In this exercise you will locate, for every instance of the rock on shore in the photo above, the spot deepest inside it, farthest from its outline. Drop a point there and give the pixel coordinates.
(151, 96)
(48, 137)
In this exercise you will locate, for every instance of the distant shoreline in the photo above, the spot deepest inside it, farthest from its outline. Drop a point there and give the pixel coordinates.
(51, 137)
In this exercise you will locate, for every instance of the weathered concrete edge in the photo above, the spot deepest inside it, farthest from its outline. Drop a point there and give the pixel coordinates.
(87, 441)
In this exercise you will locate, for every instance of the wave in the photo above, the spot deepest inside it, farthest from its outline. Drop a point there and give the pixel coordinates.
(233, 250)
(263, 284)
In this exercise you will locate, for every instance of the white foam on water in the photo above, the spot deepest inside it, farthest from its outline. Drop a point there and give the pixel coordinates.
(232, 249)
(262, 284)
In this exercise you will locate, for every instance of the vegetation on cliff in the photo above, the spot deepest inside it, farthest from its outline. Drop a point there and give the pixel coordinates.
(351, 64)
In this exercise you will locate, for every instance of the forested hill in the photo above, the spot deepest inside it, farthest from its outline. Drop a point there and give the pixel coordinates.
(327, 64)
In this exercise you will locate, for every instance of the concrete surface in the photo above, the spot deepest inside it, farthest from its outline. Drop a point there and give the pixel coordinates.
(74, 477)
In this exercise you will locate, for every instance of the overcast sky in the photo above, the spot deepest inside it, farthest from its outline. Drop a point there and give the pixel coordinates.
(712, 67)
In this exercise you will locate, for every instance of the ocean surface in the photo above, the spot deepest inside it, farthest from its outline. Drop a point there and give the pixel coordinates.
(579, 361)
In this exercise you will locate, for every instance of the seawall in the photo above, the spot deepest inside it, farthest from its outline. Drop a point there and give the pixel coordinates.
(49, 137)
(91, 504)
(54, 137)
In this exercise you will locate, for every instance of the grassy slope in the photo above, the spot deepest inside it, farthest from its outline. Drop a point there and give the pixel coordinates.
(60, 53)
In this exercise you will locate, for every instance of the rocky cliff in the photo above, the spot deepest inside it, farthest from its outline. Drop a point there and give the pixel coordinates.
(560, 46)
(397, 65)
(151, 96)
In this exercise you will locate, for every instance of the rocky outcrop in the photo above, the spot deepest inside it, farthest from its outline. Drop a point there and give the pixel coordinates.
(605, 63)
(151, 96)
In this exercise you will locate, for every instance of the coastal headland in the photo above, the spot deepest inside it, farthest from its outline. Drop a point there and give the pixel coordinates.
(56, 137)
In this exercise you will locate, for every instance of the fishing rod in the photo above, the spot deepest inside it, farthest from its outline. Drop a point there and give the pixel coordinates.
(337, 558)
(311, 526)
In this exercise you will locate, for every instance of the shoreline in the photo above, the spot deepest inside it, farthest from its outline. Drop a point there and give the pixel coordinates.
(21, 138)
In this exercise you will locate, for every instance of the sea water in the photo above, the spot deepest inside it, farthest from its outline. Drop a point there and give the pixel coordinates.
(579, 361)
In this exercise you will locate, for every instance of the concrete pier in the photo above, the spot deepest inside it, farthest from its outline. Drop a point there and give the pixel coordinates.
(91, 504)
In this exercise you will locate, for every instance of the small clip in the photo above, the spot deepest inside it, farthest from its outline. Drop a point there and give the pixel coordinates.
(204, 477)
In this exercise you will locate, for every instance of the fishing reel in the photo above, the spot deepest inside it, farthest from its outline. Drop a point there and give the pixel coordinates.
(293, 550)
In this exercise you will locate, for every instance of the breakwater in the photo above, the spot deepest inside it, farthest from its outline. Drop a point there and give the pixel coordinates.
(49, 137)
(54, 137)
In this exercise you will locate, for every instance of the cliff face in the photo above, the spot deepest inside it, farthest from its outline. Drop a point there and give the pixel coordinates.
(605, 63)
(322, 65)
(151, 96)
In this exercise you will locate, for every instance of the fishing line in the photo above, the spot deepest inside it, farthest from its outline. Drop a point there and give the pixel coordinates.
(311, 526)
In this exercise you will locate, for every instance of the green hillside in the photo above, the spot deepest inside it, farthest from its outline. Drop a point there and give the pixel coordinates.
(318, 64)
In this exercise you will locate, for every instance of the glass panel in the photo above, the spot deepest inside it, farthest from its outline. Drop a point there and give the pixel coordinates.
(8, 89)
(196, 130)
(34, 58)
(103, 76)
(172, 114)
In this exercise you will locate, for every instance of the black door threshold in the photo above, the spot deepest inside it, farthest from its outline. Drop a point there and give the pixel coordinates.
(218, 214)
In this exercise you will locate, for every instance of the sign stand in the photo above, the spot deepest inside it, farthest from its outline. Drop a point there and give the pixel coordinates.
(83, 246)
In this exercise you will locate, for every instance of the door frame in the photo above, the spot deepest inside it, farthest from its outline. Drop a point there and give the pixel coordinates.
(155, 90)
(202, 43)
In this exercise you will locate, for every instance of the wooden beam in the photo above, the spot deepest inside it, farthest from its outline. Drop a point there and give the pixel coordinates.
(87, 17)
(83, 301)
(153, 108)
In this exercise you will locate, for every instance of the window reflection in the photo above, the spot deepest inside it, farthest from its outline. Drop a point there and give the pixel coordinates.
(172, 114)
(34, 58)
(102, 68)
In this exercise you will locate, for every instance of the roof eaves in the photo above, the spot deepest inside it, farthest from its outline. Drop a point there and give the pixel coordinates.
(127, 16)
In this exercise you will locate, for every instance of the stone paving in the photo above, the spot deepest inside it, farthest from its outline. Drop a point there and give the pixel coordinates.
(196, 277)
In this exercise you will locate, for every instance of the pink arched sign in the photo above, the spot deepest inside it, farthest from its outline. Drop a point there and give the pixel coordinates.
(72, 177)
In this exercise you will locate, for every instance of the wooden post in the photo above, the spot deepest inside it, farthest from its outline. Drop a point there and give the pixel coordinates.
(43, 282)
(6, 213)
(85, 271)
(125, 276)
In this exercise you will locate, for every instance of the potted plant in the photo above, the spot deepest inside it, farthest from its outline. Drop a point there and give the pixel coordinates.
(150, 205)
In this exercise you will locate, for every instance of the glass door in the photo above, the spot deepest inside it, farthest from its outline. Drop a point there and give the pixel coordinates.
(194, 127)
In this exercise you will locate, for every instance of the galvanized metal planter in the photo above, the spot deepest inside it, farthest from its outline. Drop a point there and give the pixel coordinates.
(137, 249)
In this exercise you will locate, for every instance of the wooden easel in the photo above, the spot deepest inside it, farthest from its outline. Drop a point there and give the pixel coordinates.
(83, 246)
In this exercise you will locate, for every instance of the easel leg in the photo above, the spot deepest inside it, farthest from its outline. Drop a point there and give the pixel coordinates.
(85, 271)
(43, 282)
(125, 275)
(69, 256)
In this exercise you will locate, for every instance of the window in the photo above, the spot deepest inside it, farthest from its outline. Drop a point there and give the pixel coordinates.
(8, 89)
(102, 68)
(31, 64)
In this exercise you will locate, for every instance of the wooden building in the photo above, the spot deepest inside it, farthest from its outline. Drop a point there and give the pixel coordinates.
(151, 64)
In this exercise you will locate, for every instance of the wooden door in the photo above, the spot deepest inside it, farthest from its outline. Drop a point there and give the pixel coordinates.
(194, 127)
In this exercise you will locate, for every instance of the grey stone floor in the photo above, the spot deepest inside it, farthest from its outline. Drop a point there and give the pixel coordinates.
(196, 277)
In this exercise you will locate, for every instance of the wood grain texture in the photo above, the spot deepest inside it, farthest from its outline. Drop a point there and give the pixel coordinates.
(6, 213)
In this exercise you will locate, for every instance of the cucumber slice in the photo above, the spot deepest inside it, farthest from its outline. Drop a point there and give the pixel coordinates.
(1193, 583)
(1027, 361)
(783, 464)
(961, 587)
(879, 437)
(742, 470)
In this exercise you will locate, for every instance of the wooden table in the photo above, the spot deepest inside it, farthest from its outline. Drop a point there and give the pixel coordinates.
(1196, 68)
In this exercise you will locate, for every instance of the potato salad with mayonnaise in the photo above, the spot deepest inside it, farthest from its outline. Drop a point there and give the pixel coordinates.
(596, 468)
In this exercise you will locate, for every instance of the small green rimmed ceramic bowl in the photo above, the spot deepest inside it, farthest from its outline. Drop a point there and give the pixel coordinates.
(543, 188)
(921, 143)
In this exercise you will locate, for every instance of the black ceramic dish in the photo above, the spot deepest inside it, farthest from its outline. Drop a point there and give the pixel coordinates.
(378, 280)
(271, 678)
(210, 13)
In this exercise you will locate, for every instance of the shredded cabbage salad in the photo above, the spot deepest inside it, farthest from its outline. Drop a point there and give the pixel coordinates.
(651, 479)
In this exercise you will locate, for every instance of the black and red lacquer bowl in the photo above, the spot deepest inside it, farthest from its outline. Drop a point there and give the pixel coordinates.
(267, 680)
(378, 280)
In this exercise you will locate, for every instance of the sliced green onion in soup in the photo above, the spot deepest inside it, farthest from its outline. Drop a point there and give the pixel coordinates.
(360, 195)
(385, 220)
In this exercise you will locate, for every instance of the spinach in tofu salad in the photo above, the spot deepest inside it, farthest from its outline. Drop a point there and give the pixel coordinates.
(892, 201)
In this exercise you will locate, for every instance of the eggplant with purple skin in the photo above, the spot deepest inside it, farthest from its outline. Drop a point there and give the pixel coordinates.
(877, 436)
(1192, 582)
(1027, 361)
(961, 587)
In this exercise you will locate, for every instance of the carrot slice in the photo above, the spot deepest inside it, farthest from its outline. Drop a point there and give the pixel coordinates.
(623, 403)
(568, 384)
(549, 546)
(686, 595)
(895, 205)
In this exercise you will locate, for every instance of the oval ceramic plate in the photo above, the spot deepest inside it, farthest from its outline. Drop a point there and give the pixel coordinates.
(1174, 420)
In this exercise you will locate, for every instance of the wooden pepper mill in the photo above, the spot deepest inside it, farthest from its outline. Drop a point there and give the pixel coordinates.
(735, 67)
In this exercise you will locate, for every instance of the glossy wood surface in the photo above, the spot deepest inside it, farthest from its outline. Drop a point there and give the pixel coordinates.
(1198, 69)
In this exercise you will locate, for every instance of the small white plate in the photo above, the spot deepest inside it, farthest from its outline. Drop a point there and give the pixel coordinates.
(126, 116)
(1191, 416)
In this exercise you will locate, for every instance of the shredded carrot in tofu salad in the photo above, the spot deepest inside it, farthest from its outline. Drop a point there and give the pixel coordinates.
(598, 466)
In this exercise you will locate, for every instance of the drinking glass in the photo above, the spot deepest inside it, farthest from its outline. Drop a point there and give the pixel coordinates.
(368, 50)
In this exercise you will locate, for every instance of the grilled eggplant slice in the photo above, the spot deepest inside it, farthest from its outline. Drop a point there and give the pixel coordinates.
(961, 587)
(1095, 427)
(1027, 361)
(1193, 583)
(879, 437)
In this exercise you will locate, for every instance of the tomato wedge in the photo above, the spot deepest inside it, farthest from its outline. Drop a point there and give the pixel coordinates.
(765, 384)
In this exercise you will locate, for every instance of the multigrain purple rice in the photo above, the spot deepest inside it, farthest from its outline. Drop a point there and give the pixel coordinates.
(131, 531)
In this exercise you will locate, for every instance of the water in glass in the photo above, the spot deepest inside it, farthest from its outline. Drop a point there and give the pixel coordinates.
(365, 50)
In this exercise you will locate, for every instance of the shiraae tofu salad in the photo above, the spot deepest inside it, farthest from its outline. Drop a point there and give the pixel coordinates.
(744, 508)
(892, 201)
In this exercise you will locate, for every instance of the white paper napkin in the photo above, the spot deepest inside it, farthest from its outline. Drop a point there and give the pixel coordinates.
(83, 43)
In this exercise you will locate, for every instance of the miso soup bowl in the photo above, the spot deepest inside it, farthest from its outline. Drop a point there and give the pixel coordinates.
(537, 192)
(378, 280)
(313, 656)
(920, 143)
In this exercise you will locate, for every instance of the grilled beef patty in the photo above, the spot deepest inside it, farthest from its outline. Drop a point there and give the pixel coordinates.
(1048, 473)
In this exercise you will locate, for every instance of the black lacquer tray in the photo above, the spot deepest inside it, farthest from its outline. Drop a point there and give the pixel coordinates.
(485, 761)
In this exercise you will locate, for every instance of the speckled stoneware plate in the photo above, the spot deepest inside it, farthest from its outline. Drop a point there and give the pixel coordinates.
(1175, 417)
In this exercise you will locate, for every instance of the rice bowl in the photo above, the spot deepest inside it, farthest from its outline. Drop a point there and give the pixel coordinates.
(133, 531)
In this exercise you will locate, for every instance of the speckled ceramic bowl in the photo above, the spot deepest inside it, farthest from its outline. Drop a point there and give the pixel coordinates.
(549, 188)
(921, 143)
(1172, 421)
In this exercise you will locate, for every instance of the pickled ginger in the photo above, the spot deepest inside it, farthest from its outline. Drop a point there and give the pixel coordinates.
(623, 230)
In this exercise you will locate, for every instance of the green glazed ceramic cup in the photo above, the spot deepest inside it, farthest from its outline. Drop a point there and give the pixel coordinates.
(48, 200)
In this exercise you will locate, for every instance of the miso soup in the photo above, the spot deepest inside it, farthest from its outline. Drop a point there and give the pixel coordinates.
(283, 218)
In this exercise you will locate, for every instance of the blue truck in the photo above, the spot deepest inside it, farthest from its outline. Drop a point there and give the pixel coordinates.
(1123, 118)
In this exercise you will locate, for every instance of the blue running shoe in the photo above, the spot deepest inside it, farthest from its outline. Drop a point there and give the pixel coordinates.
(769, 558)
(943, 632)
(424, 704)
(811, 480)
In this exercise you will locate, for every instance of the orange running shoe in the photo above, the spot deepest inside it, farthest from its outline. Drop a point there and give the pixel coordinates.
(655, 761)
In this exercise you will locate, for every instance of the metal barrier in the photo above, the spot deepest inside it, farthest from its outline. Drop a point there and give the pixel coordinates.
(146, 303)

------------------------------------------------------------

Print exactly the lines from the one containing "the green glazed" through the last line of the records above, both included.

Answer space:
In this exercise you will locate, for every instance of the green glazed ceramic cup in the photo above, the spot deepest inside it, farthest from its outline. Drop a point there and give the pixel coordinates.
(48, 200)
In this exercise you will locate, for every instance of the miso soup in the photo above, the spot deepest inside it, farthest from its outline. Drop a point there and give the pixel coordinates.
(283, 218)
In this exercise you will locate, for every instance of the blue truck in the photo above, the spot deepest inside it, farthest from its outline. Drop a point there and give the pixel coordinates.
(1123, 118)
In this exercise you will locate, for every instance of the blue running shoe in the photo above, the spot deepest inside it, farthest from its outline. Drop a point there and give the pixel coordinates.
(769, 558)
(943, 632)
(424, 704)
(811, 480)
In this exercise you will locate, for every instance of the orange running shoe in the photo above, the spot deepest inside it, farthest from its outline. Drop a point there and give the pixel coordinates.
(655, 761)
In this exercise you will locate, for every instance of the metal barrier in the photo above, the spot deepest inside it, farthest from its outline. Drop a point there and give the pixel coordinates.
(146, 303)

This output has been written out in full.